--- Problem requirements ---
In the records below, find the line with "white sandal, listing"; retype that line and all the following lines through the end, exactly, and add nothing.

START Information shown

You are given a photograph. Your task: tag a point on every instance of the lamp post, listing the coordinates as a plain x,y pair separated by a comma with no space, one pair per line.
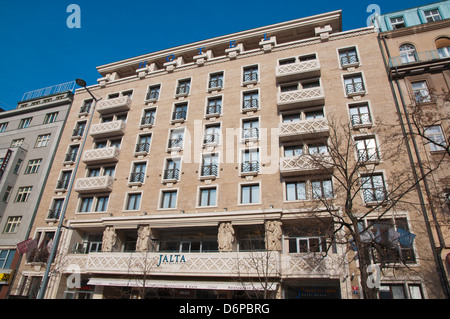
56,239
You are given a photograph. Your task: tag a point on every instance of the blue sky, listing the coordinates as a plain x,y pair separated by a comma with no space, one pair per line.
37,49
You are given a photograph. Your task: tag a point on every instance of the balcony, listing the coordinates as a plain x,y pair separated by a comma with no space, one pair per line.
297,71
300,98
101,155
303,129
108,129
305,164
118,104
94,184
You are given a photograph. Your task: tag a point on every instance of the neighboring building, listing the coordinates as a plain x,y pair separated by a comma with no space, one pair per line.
29,136
416,46
193,175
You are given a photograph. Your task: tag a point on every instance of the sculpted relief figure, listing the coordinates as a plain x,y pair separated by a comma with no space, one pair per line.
109,239
225,237
273,235
143,238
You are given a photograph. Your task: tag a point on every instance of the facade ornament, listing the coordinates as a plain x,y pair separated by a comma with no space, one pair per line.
273,235
109,239
226,237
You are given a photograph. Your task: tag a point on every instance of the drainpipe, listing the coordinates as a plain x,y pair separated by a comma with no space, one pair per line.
436,250
44,282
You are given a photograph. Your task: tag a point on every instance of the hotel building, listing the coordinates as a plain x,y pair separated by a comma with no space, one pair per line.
29,136
193,175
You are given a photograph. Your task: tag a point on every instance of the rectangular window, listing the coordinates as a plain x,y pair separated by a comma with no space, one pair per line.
435,134
23,193
133,201
42,140
12,224
432,15
50,117
169,199
322,188
24,123
250,194
208,196
295,191
421,92
33,166
373,188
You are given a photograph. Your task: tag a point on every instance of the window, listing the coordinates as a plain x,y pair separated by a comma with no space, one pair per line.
86,204
250,194
354,85
148,118
208,196
3,126
250,74
64,180
17,142
373,188
12,224
153,93
23,193
79,129
366,148
322,188
437,136
250,161
179,112
7,193
101,204
397,23
360,115
42,140
33,166
56,209
432,15
183,87
50,117
348,57
143,144
212,134
24,123
210,165
138,173
250,100
86,107
250,129
169,199
442,45
214,106
295,191
408,53
216,81
172,169
421,92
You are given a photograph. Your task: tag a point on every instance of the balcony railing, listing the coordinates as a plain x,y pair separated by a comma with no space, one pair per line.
418,57
94,184
304,164
108,129
118,104
101,155
300,98
298,71
303,129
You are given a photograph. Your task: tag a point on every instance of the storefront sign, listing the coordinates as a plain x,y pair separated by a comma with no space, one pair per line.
170,259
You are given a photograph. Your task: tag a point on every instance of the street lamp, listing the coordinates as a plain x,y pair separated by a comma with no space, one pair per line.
56,239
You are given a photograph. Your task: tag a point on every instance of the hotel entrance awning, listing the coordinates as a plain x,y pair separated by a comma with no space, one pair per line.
179,284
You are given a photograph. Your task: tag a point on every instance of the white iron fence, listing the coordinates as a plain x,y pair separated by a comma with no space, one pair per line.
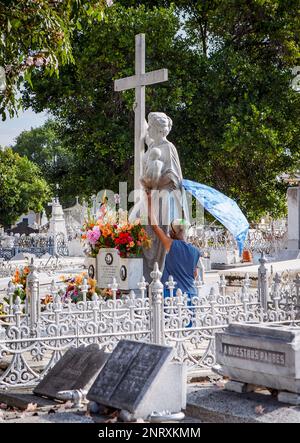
34,336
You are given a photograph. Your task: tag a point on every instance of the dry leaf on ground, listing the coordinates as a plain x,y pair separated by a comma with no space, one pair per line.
220,384
112,420
259,409
67,405
32,407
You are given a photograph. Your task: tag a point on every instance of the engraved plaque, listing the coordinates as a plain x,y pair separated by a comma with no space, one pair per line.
128,374
75,370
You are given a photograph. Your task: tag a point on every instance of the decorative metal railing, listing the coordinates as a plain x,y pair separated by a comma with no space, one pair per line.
36,244
33,336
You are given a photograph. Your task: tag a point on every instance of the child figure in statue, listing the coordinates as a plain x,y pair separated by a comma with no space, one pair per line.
153,169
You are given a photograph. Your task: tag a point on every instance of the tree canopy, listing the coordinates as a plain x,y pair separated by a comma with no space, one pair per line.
36,35
22,187
236,117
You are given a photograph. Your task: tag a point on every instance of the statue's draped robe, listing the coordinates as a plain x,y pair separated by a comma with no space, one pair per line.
169,206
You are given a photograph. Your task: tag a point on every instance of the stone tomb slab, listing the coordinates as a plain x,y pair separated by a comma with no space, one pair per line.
77,369
139,378
22,398
261,355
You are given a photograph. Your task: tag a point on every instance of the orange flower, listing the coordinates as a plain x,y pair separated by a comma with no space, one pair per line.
78,280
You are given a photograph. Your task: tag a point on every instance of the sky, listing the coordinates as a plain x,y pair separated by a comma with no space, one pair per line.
26,120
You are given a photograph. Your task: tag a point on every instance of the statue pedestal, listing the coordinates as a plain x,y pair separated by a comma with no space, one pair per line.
128,272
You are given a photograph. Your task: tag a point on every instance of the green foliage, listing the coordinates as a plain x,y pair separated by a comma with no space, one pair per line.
21,187
36,35
45,147
236,118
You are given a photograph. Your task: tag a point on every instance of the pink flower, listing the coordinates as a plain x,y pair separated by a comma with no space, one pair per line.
39,61
29,61
94,235
117,199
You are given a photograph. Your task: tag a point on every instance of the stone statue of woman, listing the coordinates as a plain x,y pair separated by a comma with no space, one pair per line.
162,175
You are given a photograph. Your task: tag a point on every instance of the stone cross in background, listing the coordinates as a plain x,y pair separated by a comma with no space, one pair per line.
139,81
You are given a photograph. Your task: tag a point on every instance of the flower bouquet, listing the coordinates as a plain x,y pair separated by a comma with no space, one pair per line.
19,279
73,290
112,230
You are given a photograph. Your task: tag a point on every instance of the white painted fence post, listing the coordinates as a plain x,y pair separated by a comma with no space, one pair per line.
33,297
263,283
157,300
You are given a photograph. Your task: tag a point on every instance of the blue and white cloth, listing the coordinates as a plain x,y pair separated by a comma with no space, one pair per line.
224,209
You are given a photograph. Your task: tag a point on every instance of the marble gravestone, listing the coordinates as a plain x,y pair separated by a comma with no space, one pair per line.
261,355
139,378
77,369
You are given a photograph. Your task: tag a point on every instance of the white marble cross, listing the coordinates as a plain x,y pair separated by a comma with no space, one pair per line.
139,81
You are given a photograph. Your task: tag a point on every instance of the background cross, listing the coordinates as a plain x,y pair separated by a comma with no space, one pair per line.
139,81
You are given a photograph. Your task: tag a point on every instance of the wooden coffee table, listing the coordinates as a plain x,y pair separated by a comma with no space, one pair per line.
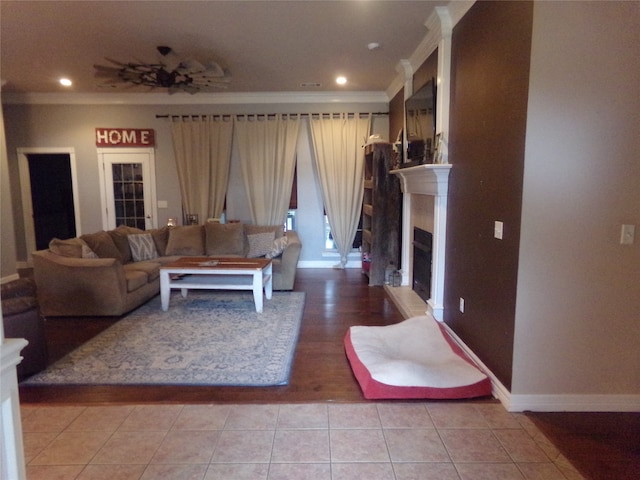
217,274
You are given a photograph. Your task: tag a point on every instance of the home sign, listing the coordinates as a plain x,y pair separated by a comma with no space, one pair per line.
125,137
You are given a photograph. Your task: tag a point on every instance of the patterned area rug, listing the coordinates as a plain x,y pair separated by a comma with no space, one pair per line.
209,338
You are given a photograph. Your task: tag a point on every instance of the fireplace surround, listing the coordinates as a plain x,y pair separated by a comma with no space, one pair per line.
428,179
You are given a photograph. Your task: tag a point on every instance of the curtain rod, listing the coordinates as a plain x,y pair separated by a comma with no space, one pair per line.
265,114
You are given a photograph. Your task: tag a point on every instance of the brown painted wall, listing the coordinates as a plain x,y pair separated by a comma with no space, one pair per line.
489,90
427,71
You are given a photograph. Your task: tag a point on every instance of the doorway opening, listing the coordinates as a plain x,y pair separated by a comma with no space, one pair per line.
51,197
48,183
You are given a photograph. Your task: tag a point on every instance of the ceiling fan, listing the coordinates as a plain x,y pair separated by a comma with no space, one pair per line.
170,72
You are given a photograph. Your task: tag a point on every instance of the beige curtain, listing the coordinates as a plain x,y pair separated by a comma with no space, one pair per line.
267,150
339,157
202,148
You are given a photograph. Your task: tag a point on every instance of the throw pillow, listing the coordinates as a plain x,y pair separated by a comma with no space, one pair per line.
161,238
102,244
86,251
186,240
142,247
260,244
119,236
278,246
224,239
71,247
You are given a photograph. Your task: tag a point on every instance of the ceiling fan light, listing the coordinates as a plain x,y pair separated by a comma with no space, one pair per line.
169,72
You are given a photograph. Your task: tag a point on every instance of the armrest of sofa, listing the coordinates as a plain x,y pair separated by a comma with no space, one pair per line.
68,286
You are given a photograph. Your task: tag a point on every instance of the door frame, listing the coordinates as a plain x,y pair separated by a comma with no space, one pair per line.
149,183
25,189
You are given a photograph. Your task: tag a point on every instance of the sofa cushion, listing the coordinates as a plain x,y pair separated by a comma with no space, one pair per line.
225,239
142,247
277,247
278,230
72,247
150,268
135,279
18,296
186,240
160,238
102,244
260,244
120,238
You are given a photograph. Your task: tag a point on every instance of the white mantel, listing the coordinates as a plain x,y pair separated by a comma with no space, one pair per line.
428,179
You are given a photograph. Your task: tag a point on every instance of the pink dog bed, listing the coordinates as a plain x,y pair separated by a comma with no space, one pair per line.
413,359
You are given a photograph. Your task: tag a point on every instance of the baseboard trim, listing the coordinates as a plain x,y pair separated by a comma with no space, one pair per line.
328,263
9,278
574,403
498,390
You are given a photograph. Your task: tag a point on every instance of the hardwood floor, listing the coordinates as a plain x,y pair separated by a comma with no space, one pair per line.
336,299
601,446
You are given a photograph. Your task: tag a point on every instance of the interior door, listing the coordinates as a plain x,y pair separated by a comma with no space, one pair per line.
128,187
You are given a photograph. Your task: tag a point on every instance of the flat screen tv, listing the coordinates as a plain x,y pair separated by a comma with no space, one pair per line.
420,112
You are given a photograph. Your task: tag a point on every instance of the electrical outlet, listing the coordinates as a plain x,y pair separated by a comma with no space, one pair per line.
627,234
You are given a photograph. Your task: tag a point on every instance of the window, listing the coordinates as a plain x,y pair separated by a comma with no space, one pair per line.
329,244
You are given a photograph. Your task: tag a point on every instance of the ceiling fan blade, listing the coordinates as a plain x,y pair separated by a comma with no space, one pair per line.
168,58
116,62
191,65
214,69
103,71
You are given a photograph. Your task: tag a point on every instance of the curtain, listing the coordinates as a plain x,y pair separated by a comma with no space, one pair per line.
339,157
202,148
267,150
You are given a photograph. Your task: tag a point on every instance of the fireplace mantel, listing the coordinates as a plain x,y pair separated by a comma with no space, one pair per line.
428,179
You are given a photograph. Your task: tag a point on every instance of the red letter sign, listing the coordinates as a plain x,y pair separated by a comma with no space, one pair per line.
124,137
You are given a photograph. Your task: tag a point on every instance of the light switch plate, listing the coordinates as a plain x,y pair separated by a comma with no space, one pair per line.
627,234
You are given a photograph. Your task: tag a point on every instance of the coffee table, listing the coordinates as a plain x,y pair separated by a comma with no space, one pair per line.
217,274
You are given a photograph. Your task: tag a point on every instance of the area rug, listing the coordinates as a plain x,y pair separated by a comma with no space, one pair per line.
209,338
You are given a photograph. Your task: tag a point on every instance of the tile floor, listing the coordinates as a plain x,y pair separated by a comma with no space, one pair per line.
434,440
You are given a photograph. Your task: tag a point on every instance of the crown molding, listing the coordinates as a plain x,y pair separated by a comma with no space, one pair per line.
225,98
439,24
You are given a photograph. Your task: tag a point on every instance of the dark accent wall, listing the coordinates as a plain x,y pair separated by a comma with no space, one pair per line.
396,123
426,71
491,52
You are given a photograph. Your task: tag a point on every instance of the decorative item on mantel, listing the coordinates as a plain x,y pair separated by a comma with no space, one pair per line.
396,278
373,139
191,219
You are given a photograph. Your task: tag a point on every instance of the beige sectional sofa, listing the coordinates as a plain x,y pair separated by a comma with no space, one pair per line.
109,273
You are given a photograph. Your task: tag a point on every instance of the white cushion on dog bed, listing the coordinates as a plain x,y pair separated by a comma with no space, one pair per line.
412,359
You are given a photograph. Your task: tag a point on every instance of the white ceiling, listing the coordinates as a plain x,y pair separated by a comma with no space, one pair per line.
269,46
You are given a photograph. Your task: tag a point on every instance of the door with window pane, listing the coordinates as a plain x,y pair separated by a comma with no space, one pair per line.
129,185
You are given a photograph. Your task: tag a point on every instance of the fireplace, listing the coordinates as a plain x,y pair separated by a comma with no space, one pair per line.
422,252
432,180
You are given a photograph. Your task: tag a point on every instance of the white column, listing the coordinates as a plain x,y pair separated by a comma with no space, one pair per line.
12,466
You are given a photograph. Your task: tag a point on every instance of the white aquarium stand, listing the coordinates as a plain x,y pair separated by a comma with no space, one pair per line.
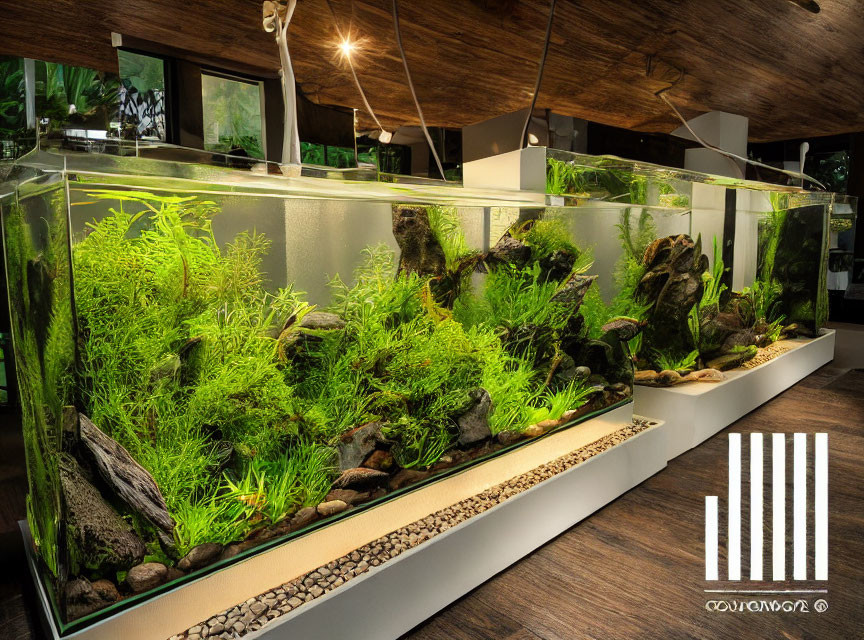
695,411
399,594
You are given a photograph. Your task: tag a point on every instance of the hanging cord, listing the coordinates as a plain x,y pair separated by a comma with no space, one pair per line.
800,175
523,139
411,87
353,71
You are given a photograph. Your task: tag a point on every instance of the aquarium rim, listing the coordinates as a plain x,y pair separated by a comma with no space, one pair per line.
651,170
180,175
66,628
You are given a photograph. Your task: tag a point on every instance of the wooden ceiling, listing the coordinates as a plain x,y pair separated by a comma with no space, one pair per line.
792,72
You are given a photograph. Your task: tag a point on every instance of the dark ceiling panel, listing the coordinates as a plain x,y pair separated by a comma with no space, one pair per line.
792,72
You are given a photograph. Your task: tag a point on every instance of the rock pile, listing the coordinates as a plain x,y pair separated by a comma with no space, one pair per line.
257,612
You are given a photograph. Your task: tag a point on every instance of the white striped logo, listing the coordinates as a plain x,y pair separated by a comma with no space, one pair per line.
802,491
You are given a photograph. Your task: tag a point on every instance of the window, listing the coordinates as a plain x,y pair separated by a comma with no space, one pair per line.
232,115
142,95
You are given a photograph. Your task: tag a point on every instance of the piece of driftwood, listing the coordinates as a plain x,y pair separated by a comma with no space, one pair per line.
132,482
421,253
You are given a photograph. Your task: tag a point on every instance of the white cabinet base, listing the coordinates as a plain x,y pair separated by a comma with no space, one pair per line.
695,411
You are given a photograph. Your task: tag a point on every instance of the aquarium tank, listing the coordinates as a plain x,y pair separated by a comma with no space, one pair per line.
717,271
212,360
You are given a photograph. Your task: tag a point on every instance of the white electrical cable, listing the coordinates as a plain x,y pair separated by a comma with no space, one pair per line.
539,74
800,175
411,87
354,72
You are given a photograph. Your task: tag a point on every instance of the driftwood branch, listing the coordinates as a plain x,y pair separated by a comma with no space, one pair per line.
132,482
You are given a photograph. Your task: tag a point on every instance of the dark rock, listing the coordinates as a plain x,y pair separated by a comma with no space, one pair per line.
360,478
348,496
557,265
731,360
200,556
625,329
232,550
331,508
509,437
83,598
671,286
132,482
106,590
322,321
406,477
508,250
473,425
421,253
380,460
71,432
450,459
304,516
572,292
101,538
143,577
357,444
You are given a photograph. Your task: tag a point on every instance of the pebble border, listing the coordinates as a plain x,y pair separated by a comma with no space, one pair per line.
256,612
770,352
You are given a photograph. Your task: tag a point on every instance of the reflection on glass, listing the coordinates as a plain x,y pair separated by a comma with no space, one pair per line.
232,116
142,95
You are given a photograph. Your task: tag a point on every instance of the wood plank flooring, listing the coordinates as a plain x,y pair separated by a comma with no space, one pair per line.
633,570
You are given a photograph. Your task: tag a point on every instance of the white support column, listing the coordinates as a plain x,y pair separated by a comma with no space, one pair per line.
724,130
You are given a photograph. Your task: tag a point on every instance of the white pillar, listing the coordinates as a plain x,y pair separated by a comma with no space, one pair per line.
724,130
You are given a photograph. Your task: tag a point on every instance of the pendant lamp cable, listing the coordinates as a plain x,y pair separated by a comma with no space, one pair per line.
799,175
414,93
353,71
523,140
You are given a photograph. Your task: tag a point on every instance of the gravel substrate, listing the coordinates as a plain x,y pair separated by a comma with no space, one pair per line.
256,612
769,353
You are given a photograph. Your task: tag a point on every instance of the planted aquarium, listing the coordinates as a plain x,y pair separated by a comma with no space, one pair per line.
717,272
212,361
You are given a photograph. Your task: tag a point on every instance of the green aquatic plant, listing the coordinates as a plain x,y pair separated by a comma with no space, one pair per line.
545,237
235,400
37,268
664,361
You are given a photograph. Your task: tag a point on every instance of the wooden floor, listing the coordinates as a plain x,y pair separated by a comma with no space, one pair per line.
634,569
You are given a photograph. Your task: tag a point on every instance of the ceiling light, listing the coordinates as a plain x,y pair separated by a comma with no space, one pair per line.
347,48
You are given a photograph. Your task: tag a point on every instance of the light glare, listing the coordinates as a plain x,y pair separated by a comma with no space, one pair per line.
347,48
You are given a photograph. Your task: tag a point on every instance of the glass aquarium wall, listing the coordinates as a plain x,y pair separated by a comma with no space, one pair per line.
718,271
841,250
242,358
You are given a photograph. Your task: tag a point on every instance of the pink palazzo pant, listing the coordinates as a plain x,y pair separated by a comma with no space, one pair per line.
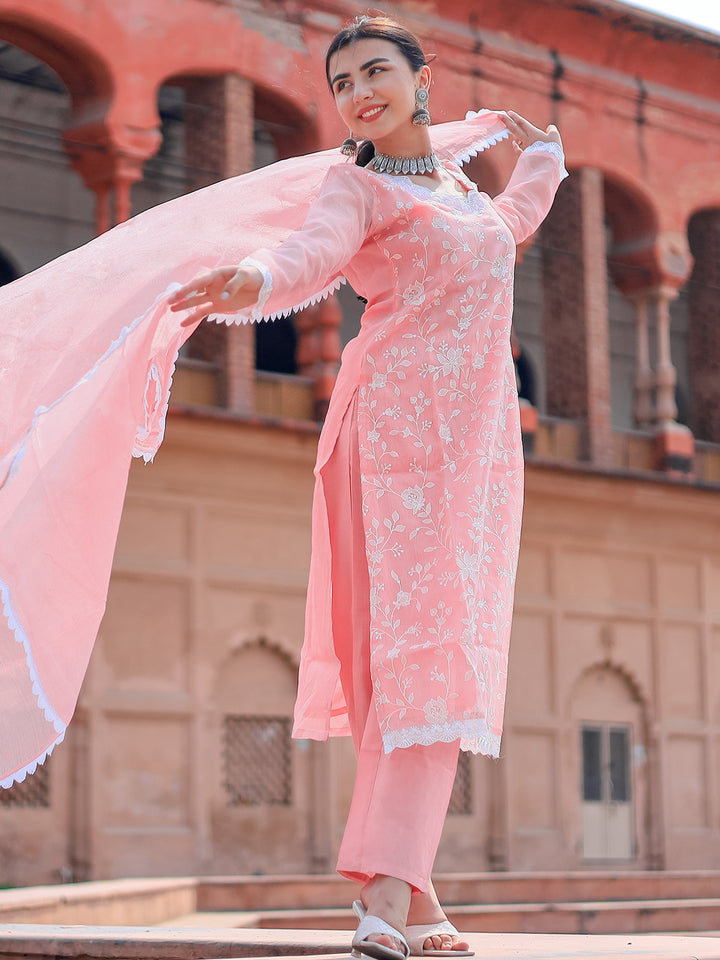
400,798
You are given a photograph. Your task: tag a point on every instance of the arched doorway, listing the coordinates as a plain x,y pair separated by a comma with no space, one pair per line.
609,730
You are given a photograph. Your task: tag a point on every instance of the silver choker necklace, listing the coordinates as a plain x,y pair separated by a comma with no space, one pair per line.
385,164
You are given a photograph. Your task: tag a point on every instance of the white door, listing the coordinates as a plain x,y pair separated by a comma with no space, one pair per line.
607,792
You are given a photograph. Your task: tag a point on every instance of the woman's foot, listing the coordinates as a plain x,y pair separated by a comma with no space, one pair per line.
425,911
389,899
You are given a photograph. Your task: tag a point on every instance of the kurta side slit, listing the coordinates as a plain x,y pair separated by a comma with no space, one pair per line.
400,798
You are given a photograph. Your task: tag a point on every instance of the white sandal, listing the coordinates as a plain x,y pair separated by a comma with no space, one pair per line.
369,924
418,933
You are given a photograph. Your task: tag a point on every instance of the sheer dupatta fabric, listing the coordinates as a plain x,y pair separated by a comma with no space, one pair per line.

END Information shown

--- Exercise response ---
You are given a photograph. Your task: tag a point on every instance of the white sandal, listing the coordinates as a plain x,y pair separated by a comma with no space, one pair per line.
369,924
418,933
You are given a photograph. Your task: tag a point on every instance of the sheer dupatta fabric, listing the coordinates as a plain x,y pair separated by a comma with no space, one pair per line.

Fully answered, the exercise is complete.